Everything from the line with "For this photo above, the" to the final line of the records should be reproduced word for word, with both of those lines kept.

···

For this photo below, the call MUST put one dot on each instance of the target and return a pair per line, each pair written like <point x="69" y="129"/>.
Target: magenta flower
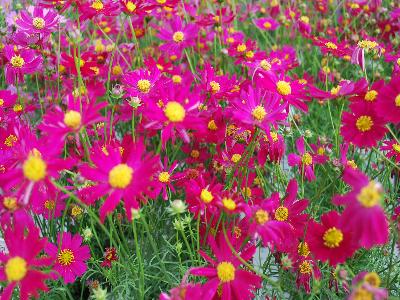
<point x="177" y="36"/>
<point x="363" y="214"/>
<point x="20" y="62"/>
<point x="20" y="267"/>
<point x="42" y="21"/>
<point x="70" y="256"/>
<point x="224" y="273"/>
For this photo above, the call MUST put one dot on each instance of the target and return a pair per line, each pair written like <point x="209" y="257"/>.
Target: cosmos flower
<point x="224" y="272"/>
<point x="21" y="266"/>
<point x="363" y="214"/>
<point x="20" y="62"/>
<point x="70" y="256"/>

···

--- Answer for the task ---
For this photo above, the call MUST put one dot on each instance of the target and return a pair per line, each pair written like <point x="209" y="257"/>.
Target: cosmos flower
<point x="224" y="272"/>
<point x="21" y="266"/>
<point x="363" y="214"/>
<point x="20" y="62"/>
<point x="70" y="256"/>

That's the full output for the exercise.